**PROBLEM TO WORK ON:** Quote every one of the following lines word for word, omitting the pictures from your answer.

(Excerpts from a point labeling dataset)
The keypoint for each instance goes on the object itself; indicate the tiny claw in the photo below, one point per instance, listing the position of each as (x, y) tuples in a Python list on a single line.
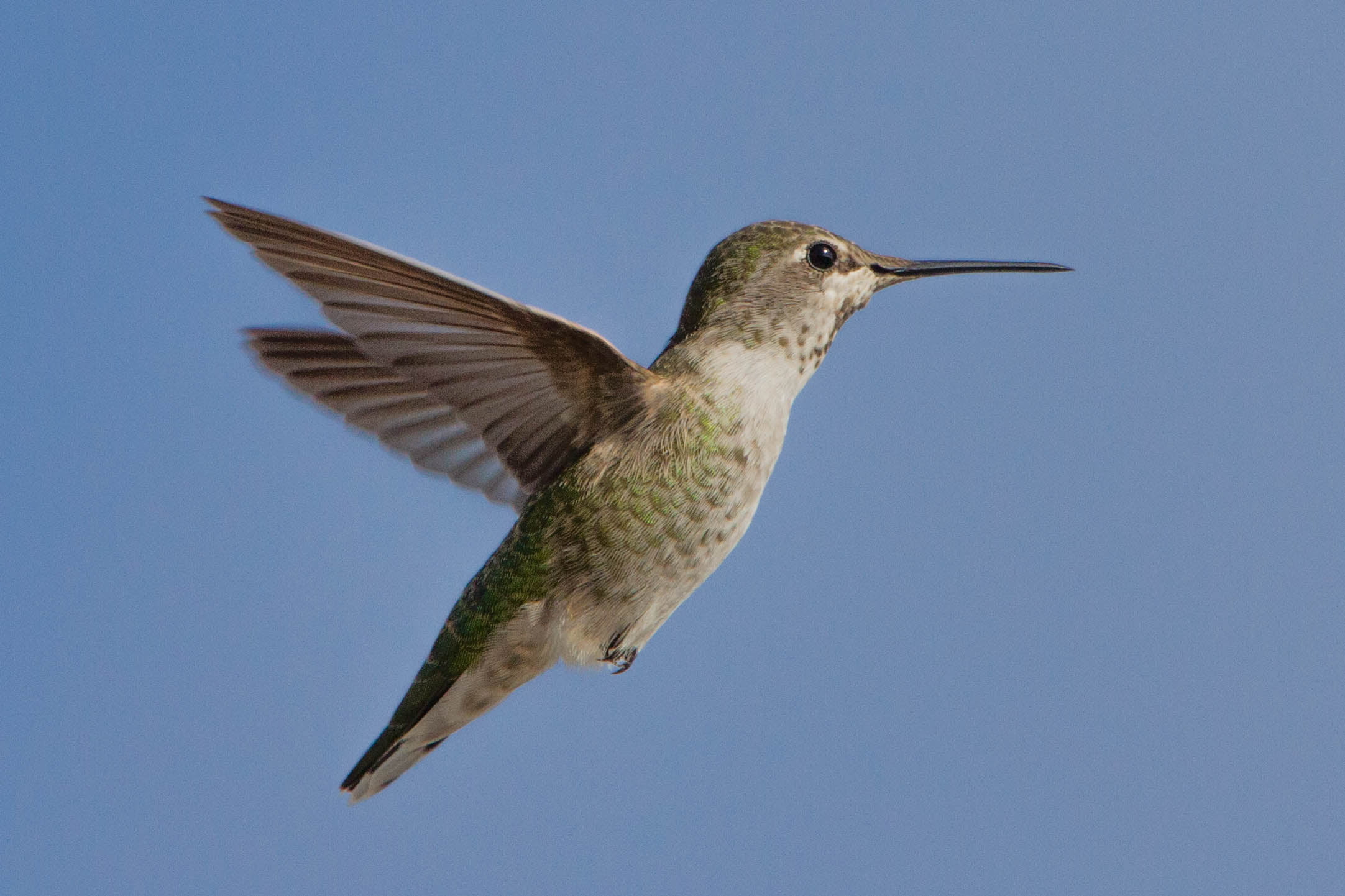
[(623, 660)]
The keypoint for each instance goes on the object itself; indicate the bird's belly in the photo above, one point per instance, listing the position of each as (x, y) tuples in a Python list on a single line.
[(645, 563)]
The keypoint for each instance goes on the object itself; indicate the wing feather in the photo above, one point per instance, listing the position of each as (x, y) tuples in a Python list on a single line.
[(431, 353)]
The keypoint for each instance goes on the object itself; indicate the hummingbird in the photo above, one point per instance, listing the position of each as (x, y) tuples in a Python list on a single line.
[(631, 483)]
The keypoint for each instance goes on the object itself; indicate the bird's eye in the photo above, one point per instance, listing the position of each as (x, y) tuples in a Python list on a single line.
[(822, 255)]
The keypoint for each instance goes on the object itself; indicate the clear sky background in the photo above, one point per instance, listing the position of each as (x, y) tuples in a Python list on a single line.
[(1047, 593)]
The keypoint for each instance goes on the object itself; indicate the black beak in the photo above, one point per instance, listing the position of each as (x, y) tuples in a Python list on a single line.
[(938, 268)]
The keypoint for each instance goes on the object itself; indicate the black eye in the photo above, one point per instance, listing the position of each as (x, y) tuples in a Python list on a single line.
[(822, 255)]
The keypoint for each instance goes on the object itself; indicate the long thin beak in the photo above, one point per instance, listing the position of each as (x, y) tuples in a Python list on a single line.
[(938, 268)]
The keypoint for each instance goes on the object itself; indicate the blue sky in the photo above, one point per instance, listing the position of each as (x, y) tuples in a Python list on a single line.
[(1045, 595)]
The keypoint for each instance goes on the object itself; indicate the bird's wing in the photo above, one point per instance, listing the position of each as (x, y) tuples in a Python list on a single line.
[(537, 389), (330, 368)]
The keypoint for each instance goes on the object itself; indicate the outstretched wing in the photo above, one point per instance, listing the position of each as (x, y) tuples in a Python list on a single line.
[(330, 368), (537, 389)]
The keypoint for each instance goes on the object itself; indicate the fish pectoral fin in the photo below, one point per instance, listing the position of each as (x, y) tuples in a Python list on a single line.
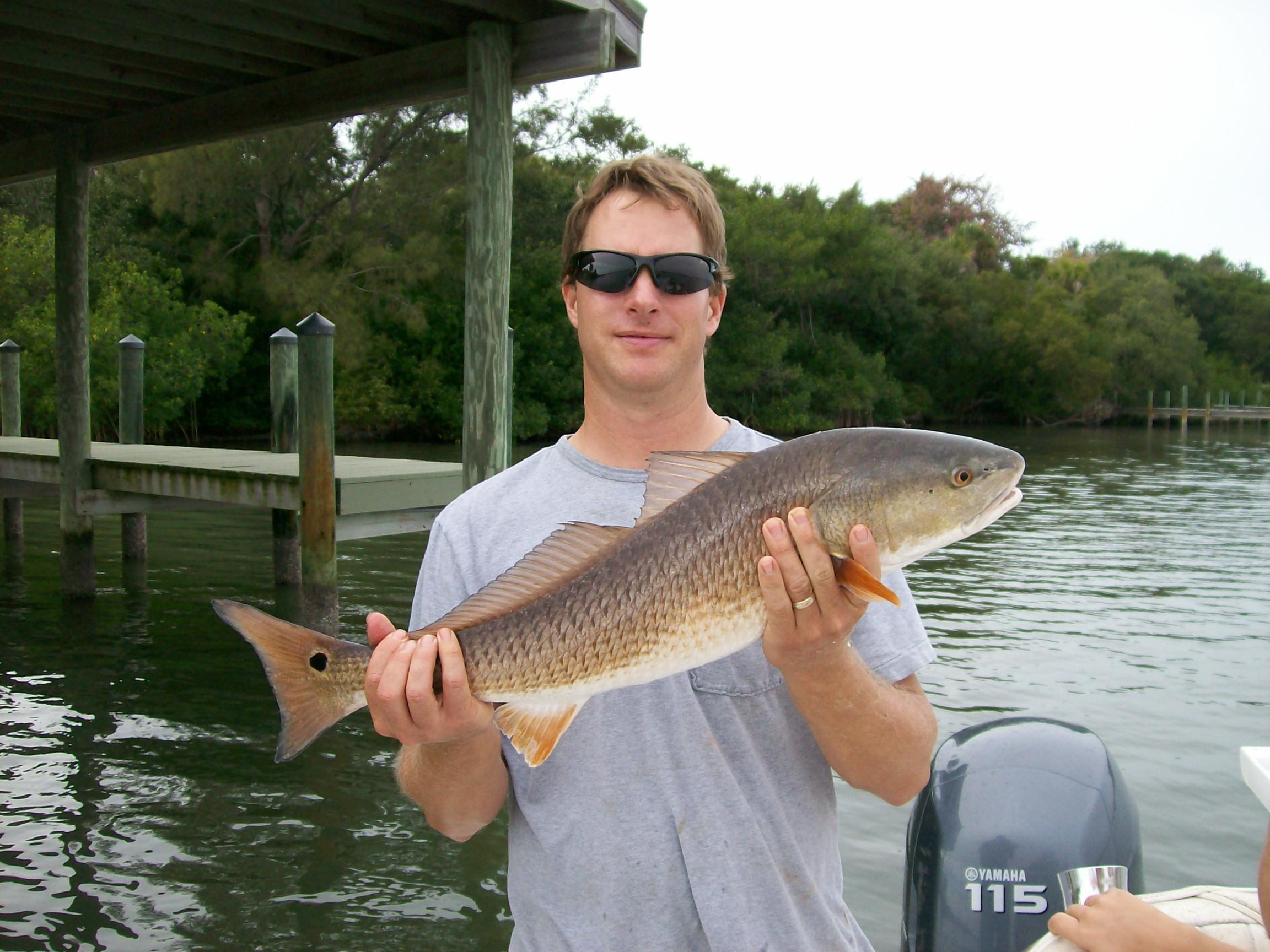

**RESULT OF THE EXERCISE:**
The keypoint for each instance goes on the object itself; indicate the tiny claw in the photo below, one point per instance, listing the position of each as (x, y) tuples in a Python list on a single line.
[(623, 660)]
The keypoint for each instance goes on the object itself; indicate the bird's belly in the photo above, one point per instance, listing the position of each as (x, y) tuples in a Python list on a single line.
[(645, 563)]
The keypoint for each instance goes on the object itself; indicate the wing feather in the photo above, one point per instance, listing the position of each as (x, y) tuples in a Python list on a single line.
[(431, 353)]
The keypoint for each instance goes on the object itself; indicate the hummingbird in the photo above, one point per instance, listing the position of each as (x, y) tuples in a Python list on a single line.
[(631, 483)]
The keypoint for each instance goes on the object itself; indicate the bird's eye in the photo above, one point per instance, listing the position of each as (x, y) tuples in a Python list on a single line.
[(822, 255)]
The keypoint for each instance goes on the object itself; indicate the clear sky background in the photo above, one point per instance, listing the position of each as (x, y) tuples in a Python list on a single line.
[(1047, 593)]
The keypoint for each instance goes on the object itself; indicate the black beak in the photo above, one point per instance, listing the position of each as (x, y) tuples in a Python list on a single line.
[(938, 268)]
The keypoint for each instance goes on the object itself; indicate the black eye in the photo above, one point per instance, listing the position of each as (x, y) tuples in a Python list on a single line.
[(822, 255)]
The keypoint for each instance goes on the object itself; indicate the long thin beak in the photo above, one point per instance, listing the position of each as (x, y) tuples in a Python list on a single line.
[(938, 268)]
The keypoint for each instance goes on the object itself; indicate the blue sky in the photo above, one point per instance, listing the position of each as (x, y) tuples in a Python list on a single line.
[(1045, 595)]
The keypoint for each instance goes on the object itself; indicate the bird's wing in the photo above, one point per instance, listing the position of each as (x, y) tuples in a Python list on a single line.
[(537, 389), (330, 368)]
The keypoint for each instance goes on the object itself; indicate the outstretched wing in the photo above, one point per instance, listing the position of each as (x, y) tuples in a Python list on a single line.
[(330, 368), (537, 389)]
The keypoint for each instance goes on the object itself; indicate the fish pectoral fin in the photo below, one point per instance, listing the position of each as (x, y) tuples in a Python list on a single line.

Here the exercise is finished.